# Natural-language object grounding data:

[Start of section]

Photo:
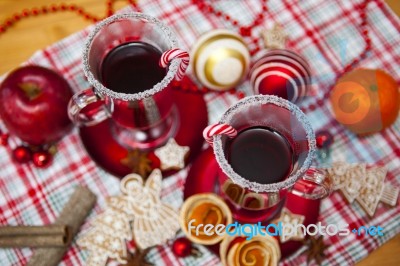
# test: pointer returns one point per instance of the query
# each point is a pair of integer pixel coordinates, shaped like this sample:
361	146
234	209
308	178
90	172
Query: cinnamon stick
33	230
34	236
73	215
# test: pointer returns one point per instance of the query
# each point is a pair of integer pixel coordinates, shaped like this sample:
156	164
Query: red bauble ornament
324	139
41	158
282	73
22	154
182	247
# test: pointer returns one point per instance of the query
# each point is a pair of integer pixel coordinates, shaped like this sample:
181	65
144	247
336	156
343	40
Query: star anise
316	249
139	258
139	162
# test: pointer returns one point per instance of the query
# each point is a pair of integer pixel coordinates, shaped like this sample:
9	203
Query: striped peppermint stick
169	55
218	129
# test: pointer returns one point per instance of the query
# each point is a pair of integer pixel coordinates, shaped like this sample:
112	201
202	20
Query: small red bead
21	154
245	31
182	247
41	158
9	22
240	95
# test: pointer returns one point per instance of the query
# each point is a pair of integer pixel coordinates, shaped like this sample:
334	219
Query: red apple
33	104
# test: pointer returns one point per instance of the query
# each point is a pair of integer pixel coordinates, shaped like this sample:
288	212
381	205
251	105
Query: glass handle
86	108
315	184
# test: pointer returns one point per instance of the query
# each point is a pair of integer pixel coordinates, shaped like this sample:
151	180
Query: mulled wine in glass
121	62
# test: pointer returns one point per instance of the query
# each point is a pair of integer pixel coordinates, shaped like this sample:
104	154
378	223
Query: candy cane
218	129
169	55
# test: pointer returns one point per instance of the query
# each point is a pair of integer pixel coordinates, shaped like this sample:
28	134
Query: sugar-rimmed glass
144	119
256	202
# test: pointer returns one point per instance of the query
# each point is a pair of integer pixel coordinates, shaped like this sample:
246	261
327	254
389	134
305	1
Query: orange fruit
366	100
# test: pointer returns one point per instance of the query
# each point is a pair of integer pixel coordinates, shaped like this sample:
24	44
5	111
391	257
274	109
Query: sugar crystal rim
172	68
254	186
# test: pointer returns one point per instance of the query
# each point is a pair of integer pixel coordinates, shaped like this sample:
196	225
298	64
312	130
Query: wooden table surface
18	44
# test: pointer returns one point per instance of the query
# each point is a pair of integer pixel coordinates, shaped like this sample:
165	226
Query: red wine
260	155
131	68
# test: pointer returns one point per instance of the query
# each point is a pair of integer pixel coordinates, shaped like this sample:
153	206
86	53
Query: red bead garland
62	7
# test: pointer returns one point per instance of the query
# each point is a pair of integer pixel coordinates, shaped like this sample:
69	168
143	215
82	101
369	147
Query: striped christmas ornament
170	55
218	129
282	73
220	59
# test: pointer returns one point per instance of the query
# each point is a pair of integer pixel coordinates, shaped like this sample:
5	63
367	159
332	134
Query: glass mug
141	108
257	192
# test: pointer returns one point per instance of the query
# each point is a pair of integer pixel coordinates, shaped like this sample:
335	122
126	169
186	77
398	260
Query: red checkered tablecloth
324	32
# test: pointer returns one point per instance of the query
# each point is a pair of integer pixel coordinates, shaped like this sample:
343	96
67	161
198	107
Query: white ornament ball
220	59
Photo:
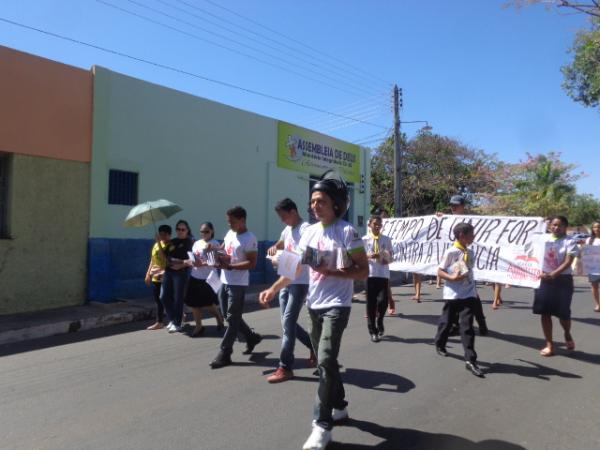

[End of section]

# INSTRUCTIONS FOR THE TASK:
Could you set down every entry again exactly as written, leaving out any pictures?

# OUTPUT FOR THIS EXERCISE:
Photo:
# test: pointer returns one point per instance of the query
# each point is a pair of integer pixel coordinates, shaped like this sample:
361	146
234	209
308	178
90	172
Query: cinnamon stick
33	230
34	236
73	215
# test: pointer returns one point per instance of the query
# each point is a pair of integer pixel coordinates, shaped like this sample:
156	164
Query: red bauble ornament
324	139
41	158
282	73
22	154
182	247
# test: pointer returns one point per instance of the query
# each point is a pair of integer pixel coordinates, shaped like this sample:
181	65
144	247
336	156
343	40
Query: star anise
316	249
139	258
139	162
# test: pointer returns one point per instance of the query
# each point is a pair of integer pixel coordinates, shaped like this sample:
9	203
Query: striped peppermint stick
169	55
218	129
# test: pointer returns one point per instance of the query
# each point is a pair of integer pixel coordinates, shaped like this sample:
112	201
202	20
Query: small red bead
21	154
245	31
182	247
41	158
9	22
240	95
# test: pointer returns one point per instance of the query
# each point is a pair of integer pixel coordinates, shaped like this sample:
334	219
Query: red apple
33	104
# test: pointer returns one point per instance of the query
# each point is a pair of integer pixel coordinates, shaped like this sample:
288	212
381	205
251	105
Query: glass handle
86	108
315	184
# test: pointer returns one point per instance of the query
# each point is a pair of integer pixel coordinates, shaped like this sample:
151	180
Query: mulled wine in glass
121	62
# test: pointer returns one point per instance of the query
# each point is a pair of integer pixel coordinates, shaped like this sample:
104	154
378	223
Query: candy cane
218	129
169	55
# test: pointer returns one point per instance of the query
# each point is a pair of integer pixel coordinates, shaped like this sample:
28	134
Query: sugar-rimmed glass
144	119
256	202
# test: pointer returns one point per instance of the query
# each point is a pair of integer pixel coordinates, shaped like this sample:
246	261
327	254
389	134
305	1
Query: orange fruit
366	100
# test: pointer returns one point per instance of the query
# each point is a pair of integer pixel coordinates, shaped like this sample:
24	44
5	111
391	257
274	109
Query: sugar crystal rim
172	68
254	186
# test: pointer returns one point per instance of the query
# each point is a pair of integer pixel coordinates, shaped like this sample:
196	225
298	64
312	130
Query: wooden table surface
18	44
# test: pointer returns one point per instance of the query
# each point is a pair of integer pixel coordinates, shaped like this sample:
165	226
Query: red wine
260	155
131	68
# test: pointer returns one point per instance of the query
# each point is a pair of integer pixel coordinates, shaped like this sample:
153	206
86	53
Query: red bead garland
62	7
# test: pointer returns one point per instance of the query
# each point is a pair of integer pixel coordinates, shaped like this sample:
69	168
143	215
82	101
369	147
Query: striped christmas ornament
170	55
218	129
282	73
220	59
# test: pointer returns one point per instance of the query
# each point is a pair of integer pixel coordinates, shaped like this sample:
5	63
367	159
332	134
Query: glass mug
141	108
257	192
# test: pointer returns one point per instance of the query
# each point is a pair of integer pixel coordinates, shaped like this sample:
335	122
126	169
186	77
398	260
Query: red checkered tablecloth
324	32
# test: pointer returns one point per instance of the query
# each point is a pair of integer pixel coordinates, shaped like this sample:
343	96
67	161
198	107
Query: white ornament ball
220	59
Photo:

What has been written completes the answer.